**AIM**.
Repeat the records word for word, excluding any picture.

Photo-based point labeling data
☆ ☆ ☆ ☆ ☆ ☆ ☆

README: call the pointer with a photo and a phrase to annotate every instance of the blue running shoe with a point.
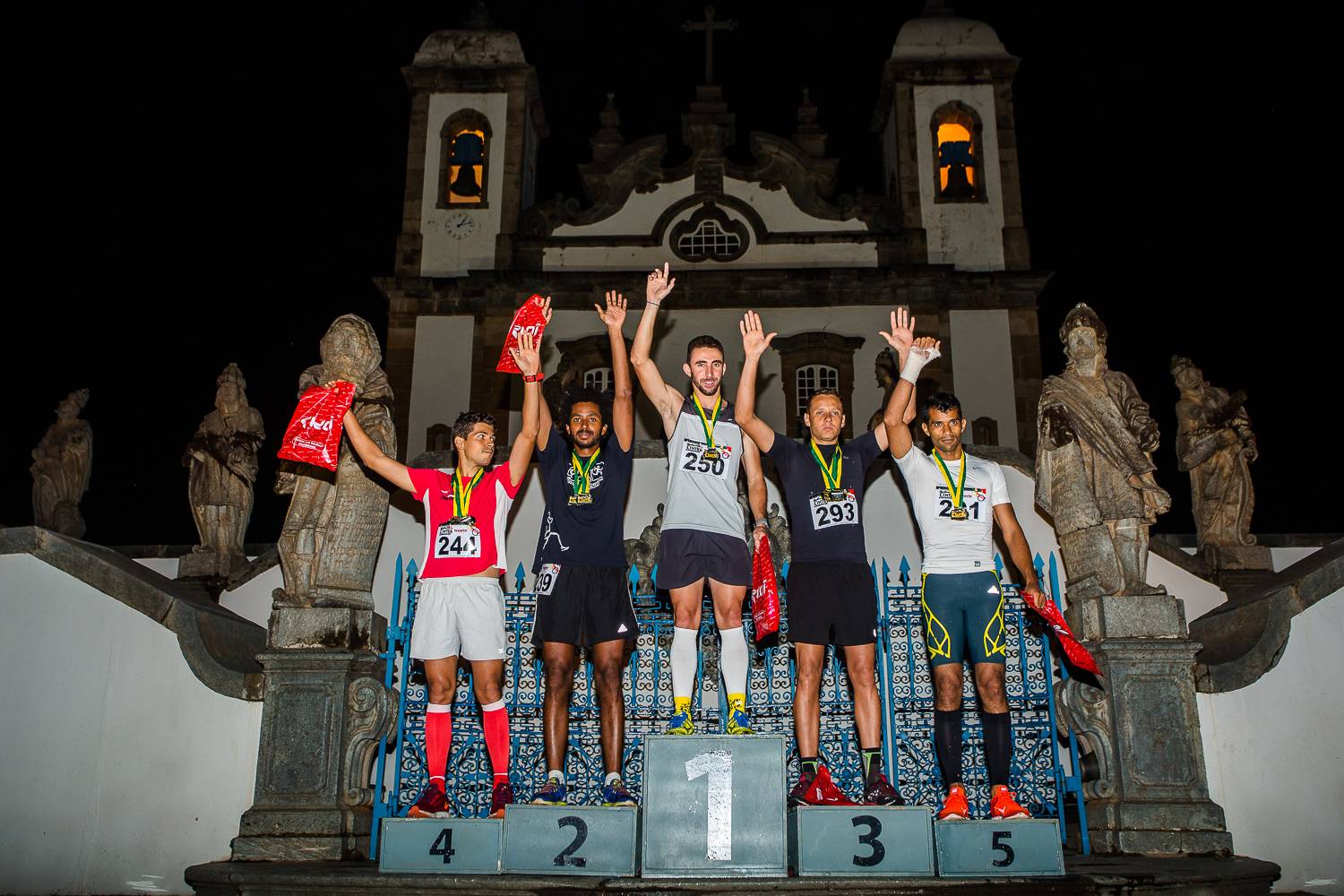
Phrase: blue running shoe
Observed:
(550, 794)
(616, 794)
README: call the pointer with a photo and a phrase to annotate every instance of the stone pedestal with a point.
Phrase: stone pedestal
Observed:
(1148, 790)
(325, 708)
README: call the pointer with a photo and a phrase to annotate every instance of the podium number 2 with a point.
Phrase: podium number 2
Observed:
(717, 766)
(870, 840)
(567, 857)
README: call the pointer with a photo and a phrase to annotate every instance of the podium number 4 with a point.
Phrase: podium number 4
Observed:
(717, 766)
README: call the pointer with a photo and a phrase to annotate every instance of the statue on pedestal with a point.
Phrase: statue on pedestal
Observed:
(1215, 445)
(222, 462)
(1094, 469)
(335, 521)
(61, 466)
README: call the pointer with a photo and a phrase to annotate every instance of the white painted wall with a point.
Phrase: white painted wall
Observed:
(121, 767)
(1274, 755)
(968, 236)
(443, 255)
(981, 367)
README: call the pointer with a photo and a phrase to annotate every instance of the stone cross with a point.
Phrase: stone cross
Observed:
(709, 27)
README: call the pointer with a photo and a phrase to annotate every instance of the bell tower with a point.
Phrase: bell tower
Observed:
(949, 142)
(475, 125)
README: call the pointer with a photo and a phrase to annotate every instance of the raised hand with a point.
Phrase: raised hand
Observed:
(615, 314)
(902, 331)
(754, 339)
(660, 284)
(529, 352)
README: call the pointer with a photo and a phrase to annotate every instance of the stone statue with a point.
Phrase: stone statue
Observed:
(642, 552)
(222, 462)
(61, 466)
(1215, 445)
(1094, 470)
(336, 519)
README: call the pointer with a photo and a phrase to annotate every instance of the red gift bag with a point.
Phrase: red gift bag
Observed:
(526, 320)
(314, 433)
(765, 592)
(1077, 653)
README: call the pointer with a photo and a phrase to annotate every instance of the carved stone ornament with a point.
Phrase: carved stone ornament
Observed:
(1094, 469)
(61, 466)
(333, 528)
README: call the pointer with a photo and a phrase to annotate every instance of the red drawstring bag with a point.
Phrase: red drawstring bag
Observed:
(765, 592)
(314, 433)
(526, 320)
(1077, 653)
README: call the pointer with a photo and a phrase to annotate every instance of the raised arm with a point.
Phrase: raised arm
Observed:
(373, 455)
(1021, 554)
(754, 341)
(623, 403)
(667, 400)
(529, 359)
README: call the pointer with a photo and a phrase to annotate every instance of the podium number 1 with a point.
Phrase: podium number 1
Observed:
(717, 766)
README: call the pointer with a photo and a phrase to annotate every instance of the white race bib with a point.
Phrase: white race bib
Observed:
(456, 540)
(830, 513)
(546, 578)
(694, 460)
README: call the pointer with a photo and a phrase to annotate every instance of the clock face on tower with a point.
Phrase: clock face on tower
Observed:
(459, 225)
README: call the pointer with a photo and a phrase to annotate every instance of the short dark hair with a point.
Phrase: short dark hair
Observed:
(940, 402)
(580, 395)
(467, 422)
(703, 341)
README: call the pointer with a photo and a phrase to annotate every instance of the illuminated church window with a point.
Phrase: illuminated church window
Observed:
(957, 155)
(464, 166)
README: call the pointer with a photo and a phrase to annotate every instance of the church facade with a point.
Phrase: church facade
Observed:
(945, 238)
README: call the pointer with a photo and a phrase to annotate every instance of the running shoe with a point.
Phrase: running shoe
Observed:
(682, 724)
(1003, 805)
(817, 790)
(433, 804)
(881, 793)
(956, 806)
(616, 794)
(550, 794)
(502, 798)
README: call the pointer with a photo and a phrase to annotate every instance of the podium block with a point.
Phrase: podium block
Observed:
(844, 841)
(714, 806)
(572, 840)
(441, 845)
(1021, 847)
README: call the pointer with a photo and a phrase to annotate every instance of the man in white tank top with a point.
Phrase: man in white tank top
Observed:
(703, 530)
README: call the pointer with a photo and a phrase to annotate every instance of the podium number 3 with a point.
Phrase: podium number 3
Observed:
(717, 766)
(870, 840)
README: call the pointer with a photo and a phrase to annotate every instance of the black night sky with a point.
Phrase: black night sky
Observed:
(194, 191)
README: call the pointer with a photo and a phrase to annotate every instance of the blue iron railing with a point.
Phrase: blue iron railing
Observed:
(905, 685)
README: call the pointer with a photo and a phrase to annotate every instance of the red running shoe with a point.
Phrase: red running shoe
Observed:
(502, 798)
(1003, 805)
(819, 790)
(956, 806)
(433, 804)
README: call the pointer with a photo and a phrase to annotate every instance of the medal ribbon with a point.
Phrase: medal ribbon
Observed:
(462, 490)
(946, 477)
(707, 422)
(581, 484)
(830, 471)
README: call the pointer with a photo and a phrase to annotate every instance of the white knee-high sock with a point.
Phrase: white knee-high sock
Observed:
(733, 659)
(685, 648)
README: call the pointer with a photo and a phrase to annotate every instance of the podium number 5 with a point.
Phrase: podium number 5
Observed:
(717, 766)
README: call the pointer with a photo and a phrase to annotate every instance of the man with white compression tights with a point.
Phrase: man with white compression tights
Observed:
(957, 501)
(703, 533)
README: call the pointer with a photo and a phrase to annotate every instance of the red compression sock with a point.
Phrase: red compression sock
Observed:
(495, 721)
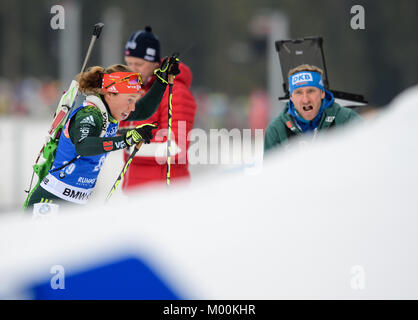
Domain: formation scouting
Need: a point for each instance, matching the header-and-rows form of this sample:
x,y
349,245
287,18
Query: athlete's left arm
x,y
85,129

☆ ☆ ☆ ☆ ☆ ☆ ☆

**WORKED SOLUTION**.
README: call the pointer with a photo and a phrase to annotate every instance of the blue running shoe with a point.
Phrase: blue running shoe
Observed:
(550, 794)
(616, 794)
README: call the pointer with a photo and a phrase to annotate every instance of the stone pedestal with a point.
Phrase: stone pedestal
Observed:
(1148, 790)
(325, 708)
README: call the pointer with a photo and a phrase to annotate every instance of the podium number 2 with a point.
Phrase: podium number 2
Observed:
(717, 766)
(870, 840)
(567, 857)
README: call the pointer with a photo and a phrase to annotate every instance of the podium number 4 with a point.
Phrase: podium number 4
Observed:
(717, 766)
README: call the pointer with a photo and a phrase to annotate every instance of the statue on pedestal with a point.
Phrase: statue on pedestal
Observed:
(1215, 445)
(222, 462)
(1094, 469)
(335, 521)
(61, 466)
README: call the pointer with a photo and a phrase to annotate every instance of the white painted wall with a point.
Phrase: white painted wall
Observed:
(121, 767)
(1274, 755)
(968, 236)
(443, 255)
(981, 367)
README: call the pointer with a photo and a phrase to annotate every instance of the stone cross with a point.
Phrase: stone cross
Observed:
(709, 27)
README: call the pointer with a photo and a phrase to annotate every instance of the bell tower with a point.
Phrase: bell tower
Observed:
(949, 142)
(475, 125)
README: call the pointer with a photo and a phrase to annotate every instance of the raised hand with a point.
Phrase: raised hand
Observed:
(615, 314)
(902, 331)
(754, 339)
(660, 284)
(529, 352)
README: call the pointer with a photo and a phrase to annotate every instance of the stone statue with a point.
Phrase: stone statue
Observed:
(642, 552)
(222, 462)
(61, 466)
(1215, 445)
(1094, 470)
(336, 519)
README: call the pointer with a photo and a phrase to annotate every instance of the red gift bag with a point.
Phrase: red gift bag
Observed:
(526, 320)
(314, 433)
(765, 592)
(1077, 653)
README: call the pointer with a photo and a phrase to annotate every instance of the carved stone ornament with a point.
Phrase: carved stone ornament
Observed:
(1094, 469)
(61, 466)
(333, 528)
README: call the pointer with a photo and a phrase to annotate every instance of the red drawstring bag with a point.
Phrase: red drawstring bag
Observed:
(765, 592)
(314, 433)
(526, 320)
(1077, 653)
README: call the pointer with a photo and a phrase to annotate every instance of the raised arm with a point.
Phrase: raised arm
Observed:
(373, 455)
(1021, 554)
(754, 341)
(623, 403)
(667, 400)
(529, 359)
README: call the pointer with a photo and a phrase to annotate every instance of the podium number 1 with a point.
Phrase: podium number 1
Observed:
(717, 766)
README: call the pointer with a photo and a phrase to annotate every instance of the white race bib with a point.
Phrase: white race bib
Observed:
(456, 540)
(830, 513)
(546, 578)
(694, 460)
README: call the pointer with a photo and a phrase to annotate every instance of the clock face on tower with a point.
Phrase: clock face on tower
Observed:
(459, 225)
README: call the pointer with a photo and a phrase to annotate every instance of the short dark hair with a point.
Phrase: short dark hair
Observed:
(940, 402)
(580, 395)
(467, 422)
(703, 341)
README: call the pointer with a photo and a phrase to annotate every instance of the illuminated church window with a point.
Phrase: illuminated church window
Observed:
(957, 155)
(464, 166)
README: call the pointer with a photo and a phrase to annotate every instance of the church facade with a point.
Phrase: church facade
Observed:
(945, 238)
README: call the pointer with a photo and a phrase to annotate every instance of the running shoe with a point.
Phrase: running shoe
Observed:
(682, 724)
(1003, 805)
(817, 790)
(433, 804)
(881, 793)
(956, 806)
(616, 794)
(550, 794)
(502, 798)
README: call the pointer with a photo and a phrase to annotate every instance of the podium block with a point.
Phrase: podium block
Observed:
(844, 841)
(714, 806)
(572, 840)
(441, 845)
(1021, 847)
README: call the pointer with a photo and a phrase to annotate every instance of the man in white tank top with a point.
Phrase: man in white tank top
Observed:
(703, 530)
README: call the pointer with a photo and a phrase to annotate every instance of the podium number 3 with a point.
Phrase: podium number 3
Observed:
(717, 766)
(870, 840)
README: call the pointer with a photo and a phrase to annotate every instance of the black night sky with a point.
Phrase: black night sky
Observed:
(194, 191)
README: call the pointer with a photo and a phrase to annotate every instance of the blue iron railing with a point.
Phrase: blue iron railing
Observed:
(905, 685)
README: call the pointer with a photo and a phrase to annotate every instance of the red running shoe with a point.
Phrase: red running shoe
Observed:
(502, 798)
(1003, 805)
(819, 790)
(956, 806)
(433, 804)
README: call the pointer with a photo and a phrase to annotate every instance of the medal ribbon with a point.
Phrase: medal ribbon
Observed:
(462, 490)
(946, 477)
(707, 422)
(581, 484)
(830, 471)
README: call the pointer with a photo and a phrase to annotate every instance of the white knee-high sock with a point.
Phrase: white knee-high sock
Observed:
(733, 659)
(685, 648)
README: call the pointer with a photo and a phrase to annotate every instance of the podium number 5 with a point.
Phrase: podium number 5
Observed:
(717, 766)
README: call the pointer with a photo and a phrase to annotate every instance of the man with white compression tights with a point.
Phrase: man with white compression tights
Observed:
(957, 501)
(703, 533)
README: call the pointer with a photo and a phrase to annotate every instance of the red compression sock with a point.
Phrase: red compression sock
Observed:
(495, 721)
Domain: formation scouting
Need: a point for each instance, matching the header-and-rows form of this sample:
x,y
349,245
287,18
Query: athlete's left arm
x,y
85,129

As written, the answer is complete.